Exercise directions:
Collect and copy every line of the data below that contains the word "surface", treating uppercase and lowercase letters as different.
Start of Data to process
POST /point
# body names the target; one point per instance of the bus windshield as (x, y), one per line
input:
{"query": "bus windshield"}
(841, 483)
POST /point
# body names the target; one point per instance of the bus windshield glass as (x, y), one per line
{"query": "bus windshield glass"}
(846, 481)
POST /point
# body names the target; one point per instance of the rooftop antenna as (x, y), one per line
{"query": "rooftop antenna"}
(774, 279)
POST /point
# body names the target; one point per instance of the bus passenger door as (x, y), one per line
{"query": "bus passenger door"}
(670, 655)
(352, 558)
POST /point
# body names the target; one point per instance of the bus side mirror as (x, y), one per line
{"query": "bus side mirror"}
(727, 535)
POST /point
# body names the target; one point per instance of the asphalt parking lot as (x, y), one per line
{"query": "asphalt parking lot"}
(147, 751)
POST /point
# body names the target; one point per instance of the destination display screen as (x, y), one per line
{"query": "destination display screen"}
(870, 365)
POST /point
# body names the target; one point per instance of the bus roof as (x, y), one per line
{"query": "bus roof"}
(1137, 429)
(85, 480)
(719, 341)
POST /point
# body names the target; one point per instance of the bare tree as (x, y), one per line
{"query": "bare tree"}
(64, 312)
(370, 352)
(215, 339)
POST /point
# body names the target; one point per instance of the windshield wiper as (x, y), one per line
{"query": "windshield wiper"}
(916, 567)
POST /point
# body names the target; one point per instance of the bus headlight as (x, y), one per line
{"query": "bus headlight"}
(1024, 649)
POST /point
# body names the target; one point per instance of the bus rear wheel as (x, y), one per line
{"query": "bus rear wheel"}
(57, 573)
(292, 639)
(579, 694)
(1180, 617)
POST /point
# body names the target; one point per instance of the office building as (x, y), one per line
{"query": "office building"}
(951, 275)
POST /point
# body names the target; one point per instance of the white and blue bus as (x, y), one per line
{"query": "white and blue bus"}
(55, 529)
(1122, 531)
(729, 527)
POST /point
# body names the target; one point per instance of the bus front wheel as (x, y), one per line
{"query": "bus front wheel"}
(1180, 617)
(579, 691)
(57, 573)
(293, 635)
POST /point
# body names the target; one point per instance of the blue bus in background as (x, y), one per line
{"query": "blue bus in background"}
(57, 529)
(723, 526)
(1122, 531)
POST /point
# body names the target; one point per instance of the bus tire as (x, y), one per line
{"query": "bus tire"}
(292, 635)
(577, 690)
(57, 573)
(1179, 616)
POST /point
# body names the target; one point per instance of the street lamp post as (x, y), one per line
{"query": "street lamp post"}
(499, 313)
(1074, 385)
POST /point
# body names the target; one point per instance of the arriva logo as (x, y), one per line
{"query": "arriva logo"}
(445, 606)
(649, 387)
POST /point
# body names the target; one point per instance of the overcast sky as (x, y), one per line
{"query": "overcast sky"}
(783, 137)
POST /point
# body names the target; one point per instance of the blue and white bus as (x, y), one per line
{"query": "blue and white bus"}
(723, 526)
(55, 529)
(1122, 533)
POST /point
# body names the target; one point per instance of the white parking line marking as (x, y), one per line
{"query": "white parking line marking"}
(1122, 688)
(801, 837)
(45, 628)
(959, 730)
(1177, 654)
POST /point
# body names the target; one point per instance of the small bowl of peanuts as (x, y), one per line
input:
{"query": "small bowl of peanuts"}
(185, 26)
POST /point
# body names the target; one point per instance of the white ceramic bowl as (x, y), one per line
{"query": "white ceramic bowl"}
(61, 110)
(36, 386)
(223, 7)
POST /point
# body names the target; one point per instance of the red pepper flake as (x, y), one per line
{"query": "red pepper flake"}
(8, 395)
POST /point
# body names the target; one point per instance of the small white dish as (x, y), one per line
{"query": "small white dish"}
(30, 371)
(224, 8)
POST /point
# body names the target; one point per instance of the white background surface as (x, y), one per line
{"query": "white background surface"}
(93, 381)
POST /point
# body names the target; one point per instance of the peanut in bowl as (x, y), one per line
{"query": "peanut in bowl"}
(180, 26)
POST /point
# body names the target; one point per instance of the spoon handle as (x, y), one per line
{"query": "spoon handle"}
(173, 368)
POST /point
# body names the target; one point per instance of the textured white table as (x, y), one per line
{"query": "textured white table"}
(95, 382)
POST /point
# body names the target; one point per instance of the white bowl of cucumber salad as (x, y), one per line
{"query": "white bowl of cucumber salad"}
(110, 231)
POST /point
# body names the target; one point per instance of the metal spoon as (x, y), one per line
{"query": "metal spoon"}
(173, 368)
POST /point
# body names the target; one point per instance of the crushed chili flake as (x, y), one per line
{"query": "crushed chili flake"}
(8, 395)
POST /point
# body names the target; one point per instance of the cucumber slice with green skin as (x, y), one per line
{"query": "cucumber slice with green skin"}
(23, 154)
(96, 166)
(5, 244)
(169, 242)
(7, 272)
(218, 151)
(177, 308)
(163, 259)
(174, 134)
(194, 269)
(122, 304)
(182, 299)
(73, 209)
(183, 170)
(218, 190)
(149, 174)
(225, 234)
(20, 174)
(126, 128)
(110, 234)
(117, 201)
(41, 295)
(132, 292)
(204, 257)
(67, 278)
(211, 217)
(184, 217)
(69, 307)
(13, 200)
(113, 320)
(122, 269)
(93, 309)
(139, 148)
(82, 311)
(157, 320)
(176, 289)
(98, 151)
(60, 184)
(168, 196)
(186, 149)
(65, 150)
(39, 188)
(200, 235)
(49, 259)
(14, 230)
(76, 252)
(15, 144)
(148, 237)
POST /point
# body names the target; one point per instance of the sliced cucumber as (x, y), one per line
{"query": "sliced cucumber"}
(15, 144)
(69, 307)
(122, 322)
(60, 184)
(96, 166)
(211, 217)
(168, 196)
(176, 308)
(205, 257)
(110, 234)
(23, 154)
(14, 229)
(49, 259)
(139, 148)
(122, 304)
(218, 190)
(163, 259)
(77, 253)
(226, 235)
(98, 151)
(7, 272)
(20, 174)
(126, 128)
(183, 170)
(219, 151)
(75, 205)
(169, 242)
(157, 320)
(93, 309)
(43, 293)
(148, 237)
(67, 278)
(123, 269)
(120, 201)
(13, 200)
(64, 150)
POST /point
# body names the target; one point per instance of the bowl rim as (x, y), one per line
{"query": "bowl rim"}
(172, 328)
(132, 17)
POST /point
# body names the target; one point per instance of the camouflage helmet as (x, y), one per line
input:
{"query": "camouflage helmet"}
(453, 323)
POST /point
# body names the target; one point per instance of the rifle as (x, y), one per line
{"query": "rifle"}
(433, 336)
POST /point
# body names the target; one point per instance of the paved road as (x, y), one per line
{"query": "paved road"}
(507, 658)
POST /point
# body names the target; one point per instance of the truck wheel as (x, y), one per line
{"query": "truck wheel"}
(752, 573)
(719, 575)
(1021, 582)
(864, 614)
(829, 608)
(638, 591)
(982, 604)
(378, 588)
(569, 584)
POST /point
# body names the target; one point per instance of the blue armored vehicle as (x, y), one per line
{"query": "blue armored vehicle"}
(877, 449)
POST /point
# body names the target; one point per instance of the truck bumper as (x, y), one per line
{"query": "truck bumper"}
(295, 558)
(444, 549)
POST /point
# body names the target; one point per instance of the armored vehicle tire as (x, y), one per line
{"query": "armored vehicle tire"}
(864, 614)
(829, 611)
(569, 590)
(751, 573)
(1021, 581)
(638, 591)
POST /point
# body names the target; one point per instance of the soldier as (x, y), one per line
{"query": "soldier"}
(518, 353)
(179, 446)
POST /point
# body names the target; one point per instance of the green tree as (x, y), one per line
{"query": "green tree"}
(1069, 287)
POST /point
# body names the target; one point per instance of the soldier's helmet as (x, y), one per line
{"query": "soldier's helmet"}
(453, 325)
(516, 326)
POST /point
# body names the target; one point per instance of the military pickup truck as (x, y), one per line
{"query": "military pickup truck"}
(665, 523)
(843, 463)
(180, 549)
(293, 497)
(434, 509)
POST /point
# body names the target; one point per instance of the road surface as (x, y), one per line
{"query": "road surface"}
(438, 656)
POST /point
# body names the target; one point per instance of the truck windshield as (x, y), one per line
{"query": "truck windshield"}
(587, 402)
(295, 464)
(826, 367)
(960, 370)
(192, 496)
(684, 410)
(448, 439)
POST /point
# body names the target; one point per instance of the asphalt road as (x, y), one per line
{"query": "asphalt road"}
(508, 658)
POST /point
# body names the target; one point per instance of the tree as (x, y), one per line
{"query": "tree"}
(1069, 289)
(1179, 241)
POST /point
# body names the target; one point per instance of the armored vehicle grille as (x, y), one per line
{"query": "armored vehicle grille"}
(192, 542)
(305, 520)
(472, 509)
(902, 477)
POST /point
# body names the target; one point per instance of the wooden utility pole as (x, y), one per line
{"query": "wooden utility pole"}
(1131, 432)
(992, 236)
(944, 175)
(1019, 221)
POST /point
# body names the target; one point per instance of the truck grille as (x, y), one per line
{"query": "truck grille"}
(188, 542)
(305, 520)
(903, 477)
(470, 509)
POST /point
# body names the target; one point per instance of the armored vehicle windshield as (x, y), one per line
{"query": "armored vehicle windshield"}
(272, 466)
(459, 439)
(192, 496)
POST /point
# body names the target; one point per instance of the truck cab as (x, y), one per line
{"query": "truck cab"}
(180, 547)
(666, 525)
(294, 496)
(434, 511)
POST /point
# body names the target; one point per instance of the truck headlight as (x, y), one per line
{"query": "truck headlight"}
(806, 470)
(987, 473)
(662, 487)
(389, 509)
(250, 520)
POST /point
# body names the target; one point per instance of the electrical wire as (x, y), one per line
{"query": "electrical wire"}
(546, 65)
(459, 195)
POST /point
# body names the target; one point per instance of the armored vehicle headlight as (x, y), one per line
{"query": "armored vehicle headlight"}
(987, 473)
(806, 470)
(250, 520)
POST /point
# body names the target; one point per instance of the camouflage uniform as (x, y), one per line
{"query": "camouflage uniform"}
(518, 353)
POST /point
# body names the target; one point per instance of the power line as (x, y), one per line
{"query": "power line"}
End of Data to process
Task answer:
# body names the target; one point per instance of the white background surface as (x, y), one per line
{"query": "white background surface"}
# body names the target; one point per instance of the road surface as (x, y), one per line
{"query": "road surface"}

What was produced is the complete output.